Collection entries
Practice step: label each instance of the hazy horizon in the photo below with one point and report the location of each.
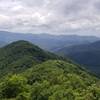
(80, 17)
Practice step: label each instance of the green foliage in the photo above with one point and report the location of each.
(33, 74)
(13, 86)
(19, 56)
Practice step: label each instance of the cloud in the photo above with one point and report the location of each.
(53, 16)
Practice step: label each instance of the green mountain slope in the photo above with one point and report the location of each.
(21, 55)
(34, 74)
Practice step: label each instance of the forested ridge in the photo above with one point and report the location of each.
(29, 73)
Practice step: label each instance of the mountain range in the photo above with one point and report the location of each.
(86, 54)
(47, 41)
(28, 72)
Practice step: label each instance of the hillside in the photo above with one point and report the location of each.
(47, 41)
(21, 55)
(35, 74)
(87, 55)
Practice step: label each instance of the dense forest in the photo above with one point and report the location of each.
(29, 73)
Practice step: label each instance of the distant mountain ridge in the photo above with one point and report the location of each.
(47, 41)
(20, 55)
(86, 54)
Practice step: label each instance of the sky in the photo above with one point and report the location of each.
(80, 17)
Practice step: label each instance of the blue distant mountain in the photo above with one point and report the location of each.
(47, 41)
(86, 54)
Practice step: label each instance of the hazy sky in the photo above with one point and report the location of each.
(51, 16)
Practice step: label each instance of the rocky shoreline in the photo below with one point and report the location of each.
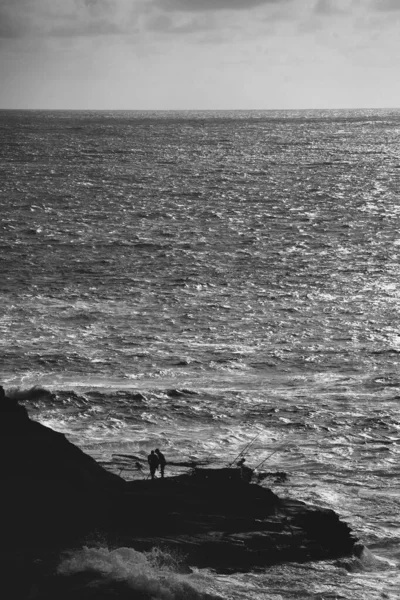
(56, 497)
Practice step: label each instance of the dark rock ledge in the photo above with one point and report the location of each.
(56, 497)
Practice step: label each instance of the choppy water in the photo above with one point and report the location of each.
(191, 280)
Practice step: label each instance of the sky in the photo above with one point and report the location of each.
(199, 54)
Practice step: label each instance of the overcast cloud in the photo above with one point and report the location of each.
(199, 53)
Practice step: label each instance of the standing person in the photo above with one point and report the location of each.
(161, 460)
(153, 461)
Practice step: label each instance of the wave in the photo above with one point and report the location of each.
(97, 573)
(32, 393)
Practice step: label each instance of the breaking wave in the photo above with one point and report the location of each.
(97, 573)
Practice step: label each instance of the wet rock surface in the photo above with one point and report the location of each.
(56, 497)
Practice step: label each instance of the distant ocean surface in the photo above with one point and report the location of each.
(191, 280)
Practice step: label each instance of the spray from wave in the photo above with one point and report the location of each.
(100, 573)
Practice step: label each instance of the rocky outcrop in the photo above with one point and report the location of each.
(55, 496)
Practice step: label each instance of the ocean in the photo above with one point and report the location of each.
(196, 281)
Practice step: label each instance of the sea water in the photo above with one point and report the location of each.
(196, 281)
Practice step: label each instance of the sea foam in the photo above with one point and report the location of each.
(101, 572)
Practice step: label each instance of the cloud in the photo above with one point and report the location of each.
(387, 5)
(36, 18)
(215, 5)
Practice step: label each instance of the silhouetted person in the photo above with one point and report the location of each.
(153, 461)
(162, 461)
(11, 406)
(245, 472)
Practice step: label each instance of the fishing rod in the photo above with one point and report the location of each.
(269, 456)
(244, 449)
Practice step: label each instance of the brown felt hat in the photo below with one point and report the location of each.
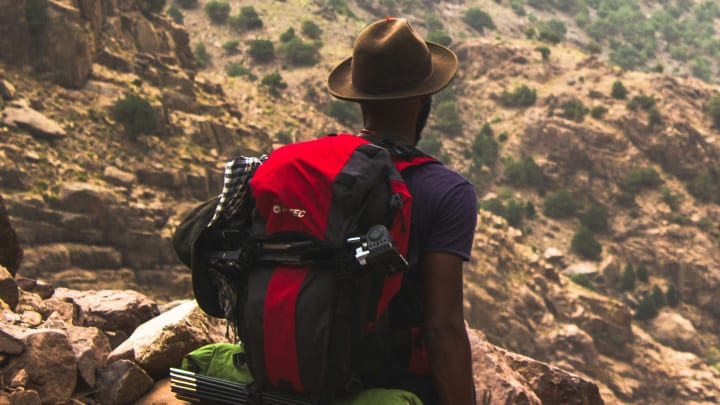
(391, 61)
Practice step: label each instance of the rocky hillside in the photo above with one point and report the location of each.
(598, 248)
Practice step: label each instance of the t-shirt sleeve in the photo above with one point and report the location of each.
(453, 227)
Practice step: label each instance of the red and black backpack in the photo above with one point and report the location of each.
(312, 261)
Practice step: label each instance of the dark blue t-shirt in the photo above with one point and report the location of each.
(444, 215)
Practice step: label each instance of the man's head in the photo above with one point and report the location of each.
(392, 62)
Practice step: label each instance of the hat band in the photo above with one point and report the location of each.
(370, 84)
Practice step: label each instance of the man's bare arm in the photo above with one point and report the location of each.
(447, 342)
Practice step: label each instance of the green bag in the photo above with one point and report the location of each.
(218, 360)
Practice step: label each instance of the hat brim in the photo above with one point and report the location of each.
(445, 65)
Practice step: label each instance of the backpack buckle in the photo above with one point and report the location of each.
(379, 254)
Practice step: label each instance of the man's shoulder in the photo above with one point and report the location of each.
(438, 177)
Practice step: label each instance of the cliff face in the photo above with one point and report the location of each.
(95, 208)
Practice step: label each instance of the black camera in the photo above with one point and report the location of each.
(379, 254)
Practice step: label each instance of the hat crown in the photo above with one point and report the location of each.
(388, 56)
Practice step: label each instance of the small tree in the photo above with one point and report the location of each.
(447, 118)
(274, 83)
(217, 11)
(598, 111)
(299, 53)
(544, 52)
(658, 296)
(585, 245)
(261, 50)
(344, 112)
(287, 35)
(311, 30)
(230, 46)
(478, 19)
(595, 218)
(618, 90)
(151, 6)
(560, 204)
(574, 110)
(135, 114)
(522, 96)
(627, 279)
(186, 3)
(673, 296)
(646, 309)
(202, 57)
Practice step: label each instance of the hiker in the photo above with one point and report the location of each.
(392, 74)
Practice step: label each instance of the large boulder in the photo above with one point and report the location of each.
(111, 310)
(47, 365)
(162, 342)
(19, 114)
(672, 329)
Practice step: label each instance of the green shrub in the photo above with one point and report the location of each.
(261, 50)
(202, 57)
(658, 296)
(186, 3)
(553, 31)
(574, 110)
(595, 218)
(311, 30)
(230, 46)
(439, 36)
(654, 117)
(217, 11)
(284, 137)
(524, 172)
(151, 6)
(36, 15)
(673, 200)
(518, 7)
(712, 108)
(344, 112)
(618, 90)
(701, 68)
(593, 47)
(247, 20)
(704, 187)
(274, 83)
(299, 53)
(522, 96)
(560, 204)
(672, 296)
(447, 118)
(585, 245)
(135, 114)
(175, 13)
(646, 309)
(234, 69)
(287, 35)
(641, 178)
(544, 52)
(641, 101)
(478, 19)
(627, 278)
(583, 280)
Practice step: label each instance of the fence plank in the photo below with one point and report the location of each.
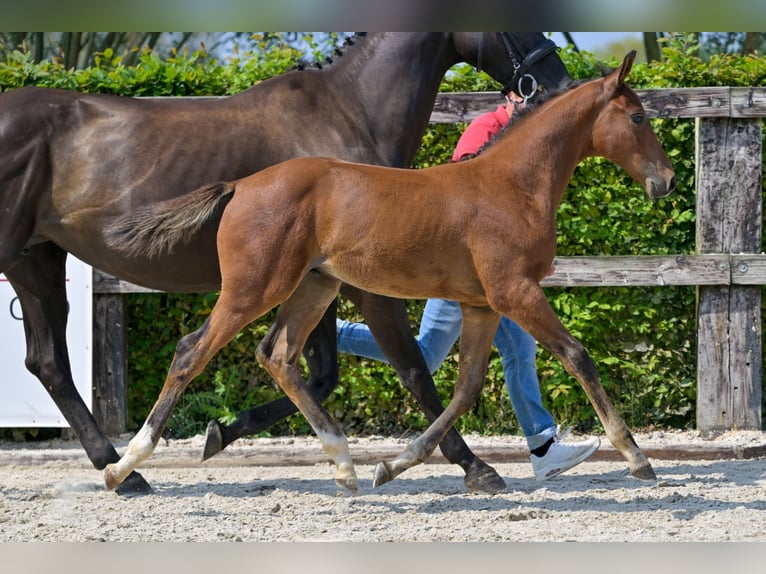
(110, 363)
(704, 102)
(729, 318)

Exercise details
Starting at the line that contains "Practice step: label each instance of the cliff" and ending at the last of the rows, rewrite the lines with "photo" changed to "image" and everything else kept the same, leaving the pictures out.

Answer to this exercise
Practice step: label each instance of the cliff face in the image above with one point and report the location of each.
(95, 208)
Practice step: label each instance of the black camera in the image above with one point and report the location of each.
(379, 254)
Practice step: label each instance of the hat crown in the image above with one point and report the location of each.
(388, 56)
Practice step: label each instance of the small tree in the image above with one point and report the location of each.
(447, 118)
(274, 83)
(217, 11)
(598, 111)
(299, 53)
(544, 52)
(658, 296)
(585, 245)
(261, 50)
(344, 112)
(287, 35)
(311, 30)
(230, 46)
(478, 19)
(595, 218)
(618, 90)
(151, 6)
(560, 204)
(574, 110)
(135, 114)
(522, 96)
(627, 279)
(186, 3)
(673, 296)
(646, 309)
(202, 57)
Practice step: label each instance of the hiker in the image above with one point and report the location of each.
(392, 74)
Practice step: label each instance of the large boulder in the image above with one point and report the location of each.
(111, 310)
(47, 365)
(162, 342)
(19, 114)
(672, 329)
Practice step: label each instance of the green shrub in the image above with one point and report the location of each.
(261, 50)
(202, 57)
(658, 296)
(186, 3)
(553, 31)
(574, 110)
(595, 218)
(311, 30)
(230, 46)
(439, 36)
(654, 117)
(217, 11)
(284, 137)
(524, 172)
(151, 6)
(36, 15)
(673, 200)
(518, 7)
(712, 108)
(344, 112)
(618, 90)
(701, 68)
(593, 47)
(247, 20)
(704, 187)
(274, 83)
(299, 53)
(522, 96)
(560, 204)
(672, 296)
(447, 118)
(585, 245)
(135, 114)
(175, 13)
(646, 309)
(234, 69)
(287, 35)
(641, 178)
(544, 52)
(641, 101)
(478, 19)
(627, 278)
(583, 280)
Practice step: label each instance of the fence plank in the image below with one point and report the location of each.
(110, 363)
(704, 102)
(729, 318)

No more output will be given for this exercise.